* _PROBLEM TO WORK ON_:
Starting with the first line of the records, write out each line exactly until you have included the line containing "Where can the yellow crayon".

(SOURCE INFORMATION Opens)

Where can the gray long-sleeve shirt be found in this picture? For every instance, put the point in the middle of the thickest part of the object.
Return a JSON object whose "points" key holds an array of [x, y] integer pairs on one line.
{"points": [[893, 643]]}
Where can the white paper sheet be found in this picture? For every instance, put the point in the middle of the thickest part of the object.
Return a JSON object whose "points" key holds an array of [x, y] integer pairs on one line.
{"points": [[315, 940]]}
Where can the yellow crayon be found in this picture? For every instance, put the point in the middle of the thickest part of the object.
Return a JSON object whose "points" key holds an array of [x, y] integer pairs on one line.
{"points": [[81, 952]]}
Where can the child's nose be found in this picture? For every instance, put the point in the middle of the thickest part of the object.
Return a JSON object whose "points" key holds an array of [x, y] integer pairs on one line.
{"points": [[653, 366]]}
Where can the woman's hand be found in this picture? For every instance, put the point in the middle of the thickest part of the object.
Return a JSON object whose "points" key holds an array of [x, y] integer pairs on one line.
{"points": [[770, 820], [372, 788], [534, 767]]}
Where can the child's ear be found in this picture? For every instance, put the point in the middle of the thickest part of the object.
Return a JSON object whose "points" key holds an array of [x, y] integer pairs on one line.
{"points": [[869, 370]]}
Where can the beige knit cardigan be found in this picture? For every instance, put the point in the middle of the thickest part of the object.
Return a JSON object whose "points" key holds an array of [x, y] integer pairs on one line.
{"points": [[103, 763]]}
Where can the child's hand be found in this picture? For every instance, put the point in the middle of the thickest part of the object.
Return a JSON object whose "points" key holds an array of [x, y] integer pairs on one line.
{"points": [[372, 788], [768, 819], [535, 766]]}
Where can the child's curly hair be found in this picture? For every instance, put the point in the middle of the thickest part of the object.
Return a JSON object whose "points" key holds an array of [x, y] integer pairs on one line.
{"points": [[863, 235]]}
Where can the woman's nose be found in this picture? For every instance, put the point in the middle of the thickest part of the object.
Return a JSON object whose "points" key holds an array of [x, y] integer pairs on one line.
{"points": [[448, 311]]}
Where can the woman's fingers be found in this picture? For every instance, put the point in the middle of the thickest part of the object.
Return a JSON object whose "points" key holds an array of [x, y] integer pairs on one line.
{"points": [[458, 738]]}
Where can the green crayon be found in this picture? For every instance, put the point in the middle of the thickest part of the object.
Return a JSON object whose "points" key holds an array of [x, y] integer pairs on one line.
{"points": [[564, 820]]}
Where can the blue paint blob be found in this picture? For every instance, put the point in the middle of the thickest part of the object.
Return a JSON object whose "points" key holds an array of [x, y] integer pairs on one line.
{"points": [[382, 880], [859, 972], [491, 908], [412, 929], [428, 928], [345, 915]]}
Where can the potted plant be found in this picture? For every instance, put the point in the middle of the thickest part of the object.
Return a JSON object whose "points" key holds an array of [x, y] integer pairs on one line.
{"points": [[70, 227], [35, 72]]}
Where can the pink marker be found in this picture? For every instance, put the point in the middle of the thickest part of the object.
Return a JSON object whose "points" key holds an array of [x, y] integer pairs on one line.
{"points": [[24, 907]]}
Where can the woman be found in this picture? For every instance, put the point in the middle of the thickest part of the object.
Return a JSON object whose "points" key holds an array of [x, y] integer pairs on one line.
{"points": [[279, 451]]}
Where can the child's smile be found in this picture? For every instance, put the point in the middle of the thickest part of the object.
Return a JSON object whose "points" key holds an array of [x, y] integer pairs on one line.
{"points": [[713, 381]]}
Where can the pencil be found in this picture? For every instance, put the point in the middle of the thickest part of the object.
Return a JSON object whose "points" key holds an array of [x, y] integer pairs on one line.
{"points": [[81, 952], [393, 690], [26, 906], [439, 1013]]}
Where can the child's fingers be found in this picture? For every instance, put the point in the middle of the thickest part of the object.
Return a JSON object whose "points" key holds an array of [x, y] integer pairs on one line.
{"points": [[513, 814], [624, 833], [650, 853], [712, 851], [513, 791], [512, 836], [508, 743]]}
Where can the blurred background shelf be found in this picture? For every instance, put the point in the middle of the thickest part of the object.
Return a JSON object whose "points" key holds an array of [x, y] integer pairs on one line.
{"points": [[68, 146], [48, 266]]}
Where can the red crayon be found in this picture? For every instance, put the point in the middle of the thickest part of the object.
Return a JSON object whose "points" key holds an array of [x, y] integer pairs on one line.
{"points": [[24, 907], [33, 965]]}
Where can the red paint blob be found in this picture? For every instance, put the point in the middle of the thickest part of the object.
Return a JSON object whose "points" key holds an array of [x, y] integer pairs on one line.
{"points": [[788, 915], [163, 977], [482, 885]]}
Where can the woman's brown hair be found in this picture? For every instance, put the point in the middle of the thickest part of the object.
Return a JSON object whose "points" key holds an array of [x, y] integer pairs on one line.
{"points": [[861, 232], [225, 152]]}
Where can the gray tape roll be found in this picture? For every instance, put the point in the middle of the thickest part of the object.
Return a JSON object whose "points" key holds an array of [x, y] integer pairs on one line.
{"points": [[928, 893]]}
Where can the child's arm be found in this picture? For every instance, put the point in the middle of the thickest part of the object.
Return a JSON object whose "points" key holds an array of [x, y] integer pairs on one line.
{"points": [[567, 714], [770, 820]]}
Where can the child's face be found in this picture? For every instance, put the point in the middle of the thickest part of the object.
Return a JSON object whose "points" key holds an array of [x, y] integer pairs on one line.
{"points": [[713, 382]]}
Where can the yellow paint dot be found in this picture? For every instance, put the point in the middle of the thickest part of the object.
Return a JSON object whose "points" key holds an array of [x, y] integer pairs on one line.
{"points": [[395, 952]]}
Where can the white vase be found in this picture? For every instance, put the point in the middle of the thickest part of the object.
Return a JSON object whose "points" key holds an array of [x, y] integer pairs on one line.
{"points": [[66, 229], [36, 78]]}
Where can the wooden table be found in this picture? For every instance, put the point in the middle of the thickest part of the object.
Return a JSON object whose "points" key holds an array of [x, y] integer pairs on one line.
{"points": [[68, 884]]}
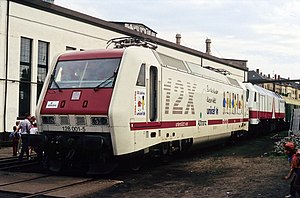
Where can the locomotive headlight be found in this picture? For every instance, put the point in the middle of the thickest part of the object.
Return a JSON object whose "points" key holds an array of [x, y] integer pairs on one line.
{"points": [[99, 120], [48, 120]]}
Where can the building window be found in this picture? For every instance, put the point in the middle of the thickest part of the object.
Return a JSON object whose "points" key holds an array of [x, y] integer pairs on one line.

(SOURCE INFORMATION Closes)

* _SOLUTION_:
Where can the gray long-sleeve shirt be found in this picture? For every instance, put the point in the middle of the thickest part of the object.
Return a JSON object whose "points" key holds an array of [x, y] integer pairs on one line.
{"points": [[893, 643]]}
Where can the white paper sheet be found in this picture? For every instance, put the point in the middle of the thickest part of the object.
Return a JSON object whose "points" key holds an array of [x, y] integer pairs on one line.
{"points": [[315, 940]]}
Where can the yellow crayon be found in this picture? For every instance, put the point in the middle of the thickest part of the object.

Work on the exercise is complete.